(Collected data)
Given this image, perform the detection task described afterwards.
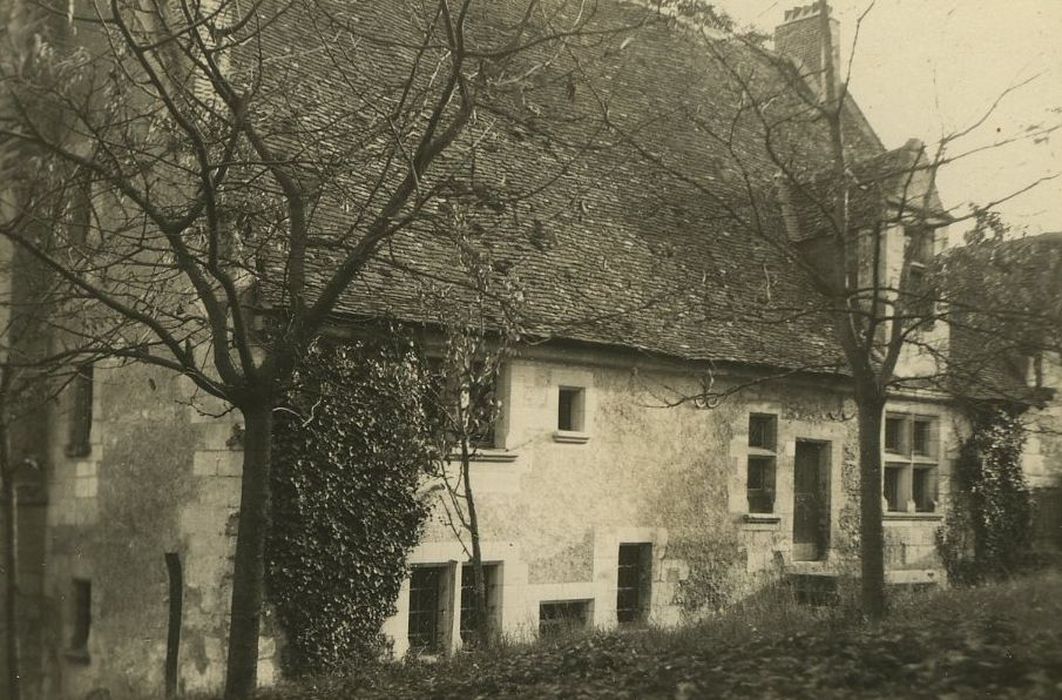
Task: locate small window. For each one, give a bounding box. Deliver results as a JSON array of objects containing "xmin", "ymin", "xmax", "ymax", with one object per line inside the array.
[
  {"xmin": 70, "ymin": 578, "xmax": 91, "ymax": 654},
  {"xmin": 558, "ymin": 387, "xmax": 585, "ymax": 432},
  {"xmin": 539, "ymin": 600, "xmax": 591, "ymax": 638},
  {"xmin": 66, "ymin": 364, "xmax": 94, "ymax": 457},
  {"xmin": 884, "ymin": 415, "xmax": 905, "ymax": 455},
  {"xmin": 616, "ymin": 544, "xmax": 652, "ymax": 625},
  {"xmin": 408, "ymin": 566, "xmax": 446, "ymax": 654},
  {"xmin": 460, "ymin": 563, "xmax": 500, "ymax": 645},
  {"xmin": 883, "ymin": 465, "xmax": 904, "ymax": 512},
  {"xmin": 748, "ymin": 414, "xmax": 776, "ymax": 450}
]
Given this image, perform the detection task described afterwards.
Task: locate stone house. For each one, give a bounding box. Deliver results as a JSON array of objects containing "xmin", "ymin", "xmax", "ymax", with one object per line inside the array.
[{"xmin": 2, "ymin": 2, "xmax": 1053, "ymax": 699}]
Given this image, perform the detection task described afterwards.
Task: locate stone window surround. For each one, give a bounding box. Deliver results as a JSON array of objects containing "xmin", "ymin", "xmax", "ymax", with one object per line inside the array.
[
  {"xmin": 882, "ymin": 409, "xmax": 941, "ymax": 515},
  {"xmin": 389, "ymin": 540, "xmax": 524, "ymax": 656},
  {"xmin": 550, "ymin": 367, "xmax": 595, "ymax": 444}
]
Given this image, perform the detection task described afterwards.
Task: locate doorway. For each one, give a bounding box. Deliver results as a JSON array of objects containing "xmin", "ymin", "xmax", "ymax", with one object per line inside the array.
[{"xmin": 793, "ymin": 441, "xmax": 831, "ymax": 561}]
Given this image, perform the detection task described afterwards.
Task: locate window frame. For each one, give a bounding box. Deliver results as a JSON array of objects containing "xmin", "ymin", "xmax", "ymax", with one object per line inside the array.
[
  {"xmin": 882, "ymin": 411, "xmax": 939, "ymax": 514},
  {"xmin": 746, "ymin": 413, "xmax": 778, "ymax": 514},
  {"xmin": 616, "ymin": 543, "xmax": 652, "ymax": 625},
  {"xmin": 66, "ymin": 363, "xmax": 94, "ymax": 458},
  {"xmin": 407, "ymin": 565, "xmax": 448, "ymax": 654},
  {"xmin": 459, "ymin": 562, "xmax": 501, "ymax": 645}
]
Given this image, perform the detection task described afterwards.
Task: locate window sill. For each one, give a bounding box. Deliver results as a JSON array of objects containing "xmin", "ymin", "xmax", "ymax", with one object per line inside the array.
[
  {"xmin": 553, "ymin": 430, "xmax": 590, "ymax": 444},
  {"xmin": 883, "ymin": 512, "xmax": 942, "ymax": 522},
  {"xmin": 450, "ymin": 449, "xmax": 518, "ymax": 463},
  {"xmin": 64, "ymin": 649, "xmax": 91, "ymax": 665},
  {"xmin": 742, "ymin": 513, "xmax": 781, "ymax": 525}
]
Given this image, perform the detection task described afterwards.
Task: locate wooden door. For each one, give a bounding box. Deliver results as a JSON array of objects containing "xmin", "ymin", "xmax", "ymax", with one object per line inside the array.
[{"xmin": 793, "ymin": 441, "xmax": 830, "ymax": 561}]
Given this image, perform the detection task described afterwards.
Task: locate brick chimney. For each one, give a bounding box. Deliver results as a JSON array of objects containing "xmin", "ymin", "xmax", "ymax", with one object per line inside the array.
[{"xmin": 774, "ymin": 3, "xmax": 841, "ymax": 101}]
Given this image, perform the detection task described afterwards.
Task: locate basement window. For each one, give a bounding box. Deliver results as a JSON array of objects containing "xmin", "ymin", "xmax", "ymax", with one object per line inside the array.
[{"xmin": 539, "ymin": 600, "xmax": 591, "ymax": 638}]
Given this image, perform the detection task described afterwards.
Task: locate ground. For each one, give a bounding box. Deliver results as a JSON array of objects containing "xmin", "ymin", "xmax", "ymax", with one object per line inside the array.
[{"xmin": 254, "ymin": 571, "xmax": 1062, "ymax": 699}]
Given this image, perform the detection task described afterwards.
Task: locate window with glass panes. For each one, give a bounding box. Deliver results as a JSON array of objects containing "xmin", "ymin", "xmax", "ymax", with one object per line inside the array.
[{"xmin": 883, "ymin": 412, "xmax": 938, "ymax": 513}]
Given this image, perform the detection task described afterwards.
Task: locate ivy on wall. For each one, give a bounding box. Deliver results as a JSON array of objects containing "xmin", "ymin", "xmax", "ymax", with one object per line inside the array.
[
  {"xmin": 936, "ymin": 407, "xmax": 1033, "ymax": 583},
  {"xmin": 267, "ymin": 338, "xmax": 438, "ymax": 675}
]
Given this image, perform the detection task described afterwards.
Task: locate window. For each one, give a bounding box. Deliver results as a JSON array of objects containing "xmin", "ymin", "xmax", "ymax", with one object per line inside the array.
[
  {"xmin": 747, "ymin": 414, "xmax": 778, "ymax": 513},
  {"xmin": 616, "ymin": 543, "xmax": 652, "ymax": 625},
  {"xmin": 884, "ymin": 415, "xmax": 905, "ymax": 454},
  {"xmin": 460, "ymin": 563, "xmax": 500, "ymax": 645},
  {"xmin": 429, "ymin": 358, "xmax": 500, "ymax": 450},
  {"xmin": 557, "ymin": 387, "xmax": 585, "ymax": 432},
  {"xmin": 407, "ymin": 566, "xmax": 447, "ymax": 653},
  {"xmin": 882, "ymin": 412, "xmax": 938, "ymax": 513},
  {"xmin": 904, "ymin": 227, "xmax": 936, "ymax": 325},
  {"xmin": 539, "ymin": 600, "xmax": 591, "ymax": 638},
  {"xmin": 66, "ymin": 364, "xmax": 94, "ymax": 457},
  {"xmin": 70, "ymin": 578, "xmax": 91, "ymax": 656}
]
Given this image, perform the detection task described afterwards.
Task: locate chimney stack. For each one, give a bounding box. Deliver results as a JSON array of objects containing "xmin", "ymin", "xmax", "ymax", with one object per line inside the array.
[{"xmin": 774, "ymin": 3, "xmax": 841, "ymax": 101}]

## Exercise prompt:
The copy you output must match the entries above exactly, except that it has no pictures.

## Worked solution:
Given this image, perform the detection task described afterwards.
Task: locate small window. For each one, give a bounding box. Deliver results as a JSON array of objects containing "xmin", "ymin", "xmax", "ymax", with one object per line inside the array.
[
  {"xmin": 70, "ymin": 578, "xmax": 91, "ymax": 654},
  {"xmin": 558, "ymin": 387, "xmax": 585, "ymax": 432},
  {"xmin": 539, "ymin": 600, "xmax": 591, "ymax": 638},
  {"xmin": 66, "ymin": 364, "xmax": 94, "ymax": 457},
  {"xmin": 884, "ymin": 415, "xmax": 905, "ymax": 455},
  {"xmin": 616, "ymin": 544, "xmax": 652, "ymax": 625},
  {"xmin": 408, "ymin": 566, "xmax": 446, "ymax": 654},
  {"xmin": 460, "ymin": 563, "xmax": 500, "ymax": 645},
  {"xmin": 883, "ymin": 465, "xmax": 904, "ymax": 512},
  {"xmin": 748, "ymin": 414, "xmax": 776, "ymax": 450}
]
Given this image, perform the detection task described afterwards.
Task: locate stone house. For each one, give a bounding box. Deliver results as a JSON array of objects containing "xmin", "ymin", "xmax", "ymax", with one object per line inside the array.
[{"xmin": 2, "ymin": 2, "xmax": 1053, "ymax": 699}]
Given this image, perform the detection task described afterwards.
Task: locate stone window surround. For each one, give a bounding box. Deliver results as a JSON array of objects containing "xmin", "ymin", "xmax", "ymax", with one object per line inside the array.
[
  {"xmin": 882, "ymin": 409, "xmax": 941, "ymax": 515},
  {"xmin": 389, "ymin": 540, "xmax": 524, "ymax": 656},
  {"xmin": 550, "ymin": 367, "xmax": 595, "ymax": 444}
]
Given this image, perform the detection task described afterwards.
Task: locate doorway. For each one, give a bounding box. Deliver results as a JSON array of objects containing "xmin", "ymin", "xmax", "ymax", with one object per line inside the array.
[{"xmin": 793, "ymin": 441, "xmax": 831, "ymax": 561}]
Given this image, perform the detection task described afterwards.
Task: locate window frame. For each one, give a bounding box. Deliver results as a JSON array of objects containing "xmin", "ymin", "xmax", "ymax", with one object per line inside the array.
[
  {"xmin": 882, "ymin": 411, "xmax": 939, "ymax": 514},
  {"xmin": 746, "ymin": 413, "xmax": 778, "ymax": 514},
  {"xmin": 616, "ymin": 543, "xmax": 652, "ymax": 625},
  {"xmin": 66, "ymin": 363, "xmax": 94, "ymax": 458},
  {"xmin": 407, "ymin": 565, "xmax": 448, "ymax": 654},
  {"xmin": 459, "ymin": 562, "xmax": 501, "ymax": 645}
]
Given this image, perform the detection task described afterwards.
Task: locate window sill. For each one, give a bounding box. Deliver results as a JSON array of objects containing "xmin", "ymin", "xmax", "ymax", with one object per line inside the array.
[
  {"xmin": 553, "ymin": 430, "xmax": 590, "ymax": 444},
  {"xmin": 883, "ymin": 512, "xmax": 942, "ymax": 522},
  {"xmin": 450, "ymin": 449, "xmax": 518, "ymax": 463},
  {"xmin": 64, "ymin": 649, "xmax": 91, "ymax": 665},
  {"xmin": 742, "ymin": 513, "xmax": 781, "ymax": 525}
]
Given this image, perform the detection task described afterwards.
Task: locate wooden door. For each one, give a bounding box. Deliver results as a JSON array of objects containing "xmin", "ymin", "xmax", "ymax", with one object per line inside the array.
[{"xmin": 793, "ymin": 441, "xmax": 830, "ymax": 561}]
Given this image, perform the detection task described afterwards.
Task: locate brick chimney. For each one, give a bounding box. Deliver results as a JSON array of objects containing "xmin", "ymin", "xmax", "ymax", with one object per line inside the array.
[{"xmin": 774, "ymin": 3, "xmax": 841, "ymax": 101}]
Given this image, perform the detection task described afterwards.
Task: locate basement window. For each one, give a bounding box. Deliver results as a JSON array of objects containing "xmin", "ymin", "xmax", "ymax", with one object per line inside the array.
[{"xmin": 539, "ymin": 600, "xmax": 591, "ymax": 638}]
Given this image, perform the detection task described afterwards.
Task: locate ground. For each one, give a bounding box. Deliver results as a JSON array of objects containing "xmin", "ymin", "xmax", "ymax", with one object per line inside the array.
[{"xmin": 254, "ymin": 571, "xmax": 1062, "ymax": 699}]
Given this image, perform the detection task described afterwards.
Task: locate window with glass panes. For each one, give a bounding box. Deliver results as a JSON array of objects containing "xmin", "ymin", "xmax", "ymax", with one object per line inside the array.
[{"xmin": 883, "ymin": 412, "xmax": 938, "ymax": 513}]
Given this image, perform the detection task described afterwards.
Task: locate ivy on wall. For each one, give a bounding box. Deliver results as a JSON array of objects containing "xmin", "ymin", "xmax", "ymax", with one object per line inside the array.
[
  {"xmin": 936, "ymin": 407, "xmax": 1033, "ymax": 583},
  {"xmin": 267, "ymin": 338, "xmax": 438, "ymax": 675}
]
Given this image, perform the detection task described afterwards.
Task: locate window. For each one, give a bounding box. Deliver results as a JSON array of objects containing "xmin", "ymin", "xmax", "ymax", with one object per line inside the array.
[
  {"xmin": 747, "ymin": 414, "xmax": 778, "ymax": 513},
  {"xmin": 616, "ymin": 543, "xmax": 652, "ymax": 625},
  {"xmin": 884, "ymin": 415, "xmax": 905, "ymax": 454},
  {"xmin": 460, "ymin": 563, "xmax": 500, "ymax": 645},
  {"xmin": 429, "ymin": 358, "xmax": 500, "ymax": 450},
  {"xmin": 557, "ymin": 387, "xmax": 585, "ymax": 432},
  {"xmin": 407, "ymin": 566, "xmax": 447, "ymax": 653},
  {"xmin": 882, "ymin": 412, "xmax": 938, "ymax": 513},
  {"xmin": 904, "ymin": 227, "xmax": 936, "ymax": 325},
  {"xmin": 539, "ymin": 600, "xmax": 591, "ymax": 638},
  {"xmin": 66, "ymin": 364, "xmax": 94, "ymax": 457},
  {"xmin": 70, "ymin": 578, "xmax": 91, "ymax": 656}
]
Given this image, perform the detection task described afterwards.
Task: locate chimney stack. For each one, give a bounding box. Deliver results as a JSON array of objects containing "xmin", "ymin", "xmax", "ymax", with one object per line inside the array.
[{"xmin": 774, "ymin": 3, "xmax": 841, "ymax": 101}]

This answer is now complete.